AVAILABLE RECORDS ->
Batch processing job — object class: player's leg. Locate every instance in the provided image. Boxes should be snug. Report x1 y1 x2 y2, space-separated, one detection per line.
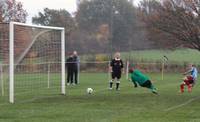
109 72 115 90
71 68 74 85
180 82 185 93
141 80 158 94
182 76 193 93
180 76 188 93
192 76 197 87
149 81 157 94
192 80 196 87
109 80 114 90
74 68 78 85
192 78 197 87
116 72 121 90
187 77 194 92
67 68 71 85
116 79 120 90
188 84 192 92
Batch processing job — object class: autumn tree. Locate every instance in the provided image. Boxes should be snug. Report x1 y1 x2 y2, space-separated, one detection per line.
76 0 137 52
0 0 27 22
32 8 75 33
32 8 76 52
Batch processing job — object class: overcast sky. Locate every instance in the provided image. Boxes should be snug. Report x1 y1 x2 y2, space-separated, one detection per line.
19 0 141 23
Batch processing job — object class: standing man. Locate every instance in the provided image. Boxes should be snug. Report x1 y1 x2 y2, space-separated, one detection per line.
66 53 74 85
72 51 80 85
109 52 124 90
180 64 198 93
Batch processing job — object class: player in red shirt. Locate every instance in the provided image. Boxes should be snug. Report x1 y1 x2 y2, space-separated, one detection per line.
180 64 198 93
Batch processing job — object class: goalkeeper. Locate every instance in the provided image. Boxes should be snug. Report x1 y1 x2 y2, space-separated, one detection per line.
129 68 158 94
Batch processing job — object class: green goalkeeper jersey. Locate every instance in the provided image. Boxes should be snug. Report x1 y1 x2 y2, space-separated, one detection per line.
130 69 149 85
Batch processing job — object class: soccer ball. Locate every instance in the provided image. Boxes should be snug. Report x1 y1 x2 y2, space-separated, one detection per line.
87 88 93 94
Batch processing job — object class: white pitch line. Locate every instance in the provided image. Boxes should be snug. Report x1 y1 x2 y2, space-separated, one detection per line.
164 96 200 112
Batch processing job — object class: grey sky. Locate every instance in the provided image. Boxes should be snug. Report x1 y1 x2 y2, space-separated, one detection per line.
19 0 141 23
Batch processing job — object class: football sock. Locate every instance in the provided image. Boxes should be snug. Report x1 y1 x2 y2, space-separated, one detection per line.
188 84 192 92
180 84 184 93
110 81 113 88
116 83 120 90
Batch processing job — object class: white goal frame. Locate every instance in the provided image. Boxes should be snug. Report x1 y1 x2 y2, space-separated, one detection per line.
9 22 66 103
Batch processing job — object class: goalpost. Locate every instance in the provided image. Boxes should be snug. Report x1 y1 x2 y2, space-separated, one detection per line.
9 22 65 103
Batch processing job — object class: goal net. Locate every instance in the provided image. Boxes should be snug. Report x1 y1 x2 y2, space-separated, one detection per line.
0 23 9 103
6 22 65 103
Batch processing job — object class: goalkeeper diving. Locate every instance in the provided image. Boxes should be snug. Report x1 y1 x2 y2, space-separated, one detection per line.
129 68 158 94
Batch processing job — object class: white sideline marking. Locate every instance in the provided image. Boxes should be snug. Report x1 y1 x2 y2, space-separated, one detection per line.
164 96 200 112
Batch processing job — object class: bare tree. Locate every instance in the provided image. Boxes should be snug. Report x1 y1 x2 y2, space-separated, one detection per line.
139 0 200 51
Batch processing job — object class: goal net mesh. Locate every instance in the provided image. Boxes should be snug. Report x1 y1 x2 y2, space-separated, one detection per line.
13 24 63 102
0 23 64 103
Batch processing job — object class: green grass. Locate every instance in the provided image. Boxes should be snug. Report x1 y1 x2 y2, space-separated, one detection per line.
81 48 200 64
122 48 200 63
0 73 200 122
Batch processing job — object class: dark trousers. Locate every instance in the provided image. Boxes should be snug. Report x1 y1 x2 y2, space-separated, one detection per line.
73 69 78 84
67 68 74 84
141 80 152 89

---

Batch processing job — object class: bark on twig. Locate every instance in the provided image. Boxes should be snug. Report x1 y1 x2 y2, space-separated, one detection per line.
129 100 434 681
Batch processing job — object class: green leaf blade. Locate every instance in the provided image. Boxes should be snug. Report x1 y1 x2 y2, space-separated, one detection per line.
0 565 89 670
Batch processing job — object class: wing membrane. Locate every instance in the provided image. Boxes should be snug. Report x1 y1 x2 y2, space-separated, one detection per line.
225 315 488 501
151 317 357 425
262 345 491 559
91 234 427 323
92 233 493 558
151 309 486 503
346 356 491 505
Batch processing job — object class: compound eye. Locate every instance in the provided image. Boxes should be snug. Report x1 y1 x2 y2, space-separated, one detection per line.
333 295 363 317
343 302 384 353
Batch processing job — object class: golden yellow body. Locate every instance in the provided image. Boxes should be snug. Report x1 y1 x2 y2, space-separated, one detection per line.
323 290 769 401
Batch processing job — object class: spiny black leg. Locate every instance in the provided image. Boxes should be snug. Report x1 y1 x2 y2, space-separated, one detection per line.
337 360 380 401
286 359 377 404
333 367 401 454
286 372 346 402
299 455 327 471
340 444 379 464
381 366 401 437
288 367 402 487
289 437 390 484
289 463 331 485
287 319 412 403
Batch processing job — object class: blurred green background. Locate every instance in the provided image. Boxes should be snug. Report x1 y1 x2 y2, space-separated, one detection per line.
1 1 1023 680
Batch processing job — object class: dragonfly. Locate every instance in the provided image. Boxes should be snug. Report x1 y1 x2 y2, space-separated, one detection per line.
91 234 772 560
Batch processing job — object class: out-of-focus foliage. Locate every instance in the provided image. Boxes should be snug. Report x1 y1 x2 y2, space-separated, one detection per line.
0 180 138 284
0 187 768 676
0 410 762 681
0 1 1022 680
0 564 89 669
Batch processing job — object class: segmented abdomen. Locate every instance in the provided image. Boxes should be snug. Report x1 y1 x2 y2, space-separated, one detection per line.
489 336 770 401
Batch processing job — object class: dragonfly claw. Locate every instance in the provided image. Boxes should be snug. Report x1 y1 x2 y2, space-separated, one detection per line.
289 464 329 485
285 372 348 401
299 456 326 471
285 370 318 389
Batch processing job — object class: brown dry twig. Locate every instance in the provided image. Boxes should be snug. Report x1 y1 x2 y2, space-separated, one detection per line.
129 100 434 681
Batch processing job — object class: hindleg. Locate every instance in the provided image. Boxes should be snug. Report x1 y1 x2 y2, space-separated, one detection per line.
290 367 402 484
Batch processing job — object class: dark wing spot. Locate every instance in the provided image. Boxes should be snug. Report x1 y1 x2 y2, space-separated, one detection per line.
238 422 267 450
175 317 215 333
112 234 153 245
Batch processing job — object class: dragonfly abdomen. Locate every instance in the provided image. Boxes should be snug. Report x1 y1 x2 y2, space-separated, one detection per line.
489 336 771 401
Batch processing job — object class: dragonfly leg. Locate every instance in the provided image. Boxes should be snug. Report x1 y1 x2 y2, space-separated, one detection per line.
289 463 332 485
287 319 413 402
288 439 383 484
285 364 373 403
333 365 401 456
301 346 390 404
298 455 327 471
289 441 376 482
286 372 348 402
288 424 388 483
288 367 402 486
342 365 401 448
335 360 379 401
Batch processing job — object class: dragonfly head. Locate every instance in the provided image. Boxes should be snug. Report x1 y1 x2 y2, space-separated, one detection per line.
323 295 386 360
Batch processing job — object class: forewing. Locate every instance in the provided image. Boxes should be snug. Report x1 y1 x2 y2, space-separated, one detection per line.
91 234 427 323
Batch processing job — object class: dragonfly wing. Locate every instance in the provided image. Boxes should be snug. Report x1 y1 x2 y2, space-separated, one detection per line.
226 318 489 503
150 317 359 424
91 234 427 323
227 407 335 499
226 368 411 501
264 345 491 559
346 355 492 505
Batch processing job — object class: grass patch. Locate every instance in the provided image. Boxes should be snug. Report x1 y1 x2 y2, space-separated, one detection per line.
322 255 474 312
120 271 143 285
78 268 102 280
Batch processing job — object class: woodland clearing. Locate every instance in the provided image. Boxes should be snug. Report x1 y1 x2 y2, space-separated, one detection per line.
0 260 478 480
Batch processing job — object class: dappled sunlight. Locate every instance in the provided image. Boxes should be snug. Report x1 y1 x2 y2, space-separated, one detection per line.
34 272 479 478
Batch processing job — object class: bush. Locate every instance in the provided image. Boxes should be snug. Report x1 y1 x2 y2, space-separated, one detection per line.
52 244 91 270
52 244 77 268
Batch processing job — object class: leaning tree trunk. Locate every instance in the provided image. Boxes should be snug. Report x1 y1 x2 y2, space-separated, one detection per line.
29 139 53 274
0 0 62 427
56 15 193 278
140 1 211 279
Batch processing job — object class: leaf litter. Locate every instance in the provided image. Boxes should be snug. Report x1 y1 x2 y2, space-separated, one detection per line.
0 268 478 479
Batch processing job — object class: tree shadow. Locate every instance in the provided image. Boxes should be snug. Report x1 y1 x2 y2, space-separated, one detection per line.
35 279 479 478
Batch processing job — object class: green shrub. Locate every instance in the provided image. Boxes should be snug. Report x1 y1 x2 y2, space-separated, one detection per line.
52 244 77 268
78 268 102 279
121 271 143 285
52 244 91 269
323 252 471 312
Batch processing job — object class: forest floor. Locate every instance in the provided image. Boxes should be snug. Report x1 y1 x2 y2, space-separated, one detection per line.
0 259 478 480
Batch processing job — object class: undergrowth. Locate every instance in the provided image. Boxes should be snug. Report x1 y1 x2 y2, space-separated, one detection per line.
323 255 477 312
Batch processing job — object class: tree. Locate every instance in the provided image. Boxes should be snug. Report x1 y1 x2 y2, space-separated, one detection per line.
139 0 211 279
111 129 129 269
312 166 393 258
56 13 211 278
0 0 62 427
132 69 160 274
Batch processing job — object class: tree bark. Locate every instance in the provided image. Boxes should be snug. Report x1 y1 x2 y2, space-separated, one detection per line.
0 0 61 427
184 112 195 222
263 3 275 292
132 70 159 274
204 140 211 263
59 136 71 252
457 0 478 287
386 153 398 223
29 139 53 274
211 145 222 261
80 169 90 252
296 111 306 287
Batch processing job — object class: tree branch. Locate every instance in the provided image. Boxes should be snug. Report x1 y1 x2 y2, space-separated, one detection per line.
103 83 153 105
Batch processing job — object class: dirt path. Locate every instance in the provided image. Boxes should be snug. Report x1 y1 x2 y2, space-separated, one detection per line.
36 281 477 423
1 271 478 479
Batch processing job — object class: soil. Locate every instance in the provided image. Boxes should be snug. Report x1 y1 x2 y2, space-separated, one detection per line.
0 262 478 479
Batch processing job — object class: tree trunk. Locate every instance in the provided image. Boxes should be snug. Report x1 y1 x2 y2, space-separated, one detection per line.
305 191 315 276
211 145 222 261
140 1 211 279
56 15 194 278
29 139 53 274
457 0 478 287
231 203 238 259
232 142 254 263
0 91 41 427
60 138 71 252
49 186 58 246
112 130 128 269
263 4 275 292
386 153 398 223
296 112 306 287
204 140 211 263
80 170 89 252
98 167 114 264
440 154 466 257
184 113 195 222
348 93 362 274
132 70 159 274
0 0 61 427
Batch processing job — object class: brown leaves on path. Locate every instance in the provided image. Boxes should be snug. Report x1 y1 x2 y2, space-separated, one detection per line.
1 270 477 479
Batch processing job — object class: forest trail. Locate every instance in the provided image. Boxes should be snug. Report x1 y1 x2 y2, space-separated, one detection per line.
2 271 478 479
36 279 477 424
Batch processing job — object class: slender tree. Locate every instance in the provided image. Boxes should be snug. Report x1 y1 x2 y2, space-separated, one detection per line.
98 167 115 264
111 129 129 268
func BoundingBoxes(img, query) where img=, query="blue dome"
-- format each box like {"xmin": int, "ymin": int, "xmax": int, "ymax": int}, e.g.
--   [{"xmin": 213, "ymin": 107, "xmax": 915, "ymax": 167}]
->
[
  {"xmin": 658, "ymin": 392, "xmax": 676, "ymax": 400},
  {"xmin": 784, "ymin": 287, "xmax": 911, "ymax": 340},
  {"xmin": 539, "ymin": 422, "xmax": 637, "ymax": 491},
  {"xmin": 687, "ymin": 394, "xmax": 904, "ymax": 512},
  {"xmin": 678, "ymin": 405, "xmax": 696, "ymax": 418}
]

...

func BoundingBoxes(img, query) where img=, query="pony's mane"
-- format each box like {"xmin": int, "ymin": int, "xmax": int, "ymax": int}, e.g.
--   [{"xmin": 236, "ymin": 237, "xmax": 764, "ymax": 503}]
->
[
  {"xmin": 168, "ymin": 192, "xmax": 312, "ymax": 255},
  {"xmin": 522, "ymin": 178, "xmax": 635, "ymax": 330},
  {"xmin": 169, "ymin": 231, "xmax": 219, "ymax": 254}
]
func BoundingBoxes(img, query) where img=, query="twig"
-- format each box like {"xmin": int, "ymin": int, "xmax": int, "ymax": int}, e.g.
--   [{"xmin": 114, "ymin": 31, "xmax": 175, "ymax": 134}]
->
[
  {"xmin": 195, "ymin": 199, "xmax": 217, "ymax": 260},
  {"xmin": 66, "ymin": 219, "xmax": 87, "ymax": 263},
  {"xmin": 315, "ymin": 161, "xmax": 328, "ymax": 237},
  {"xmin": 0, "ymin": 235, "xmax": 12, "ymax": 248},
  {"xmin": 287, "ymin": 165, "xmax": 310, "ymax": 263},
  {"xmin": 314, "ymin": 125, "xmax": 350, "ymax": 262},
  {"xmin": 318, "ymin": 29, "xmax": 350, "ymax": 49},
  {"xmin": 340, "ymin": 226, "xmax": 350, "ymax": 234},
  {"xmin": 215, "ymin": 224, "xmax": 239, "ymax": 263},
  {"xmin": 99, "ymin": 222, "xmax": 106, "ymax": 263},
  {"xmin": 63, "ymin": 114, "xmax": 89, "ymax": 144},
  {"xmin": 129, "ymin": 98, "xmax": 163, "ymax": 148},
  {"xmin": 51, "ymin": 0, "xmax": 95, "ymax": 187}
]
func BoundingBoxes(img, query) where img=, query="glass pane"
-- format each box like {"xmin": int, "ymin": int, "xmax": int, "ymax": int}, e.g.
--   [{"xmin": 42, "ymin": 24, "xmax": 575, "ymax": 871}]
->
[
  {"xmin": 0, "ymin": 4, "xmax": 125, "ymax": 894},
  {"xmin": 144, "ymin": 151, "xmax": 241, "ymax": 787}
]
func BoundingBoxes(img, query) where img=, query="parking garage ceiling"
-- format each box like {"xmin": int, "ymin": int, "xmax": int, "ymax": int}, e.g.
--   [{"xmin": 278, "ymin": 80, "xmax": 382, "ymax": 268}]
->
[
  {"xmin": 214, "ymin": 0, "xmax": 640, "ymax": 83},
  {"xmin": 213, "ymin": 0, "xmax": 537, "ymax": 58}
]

WHAT THE EXERCISE ASKS -> Check the material above line by line, and give only the number of lines holding the string "BoundingBoxes".

EXERCISE OUTPUT -> 5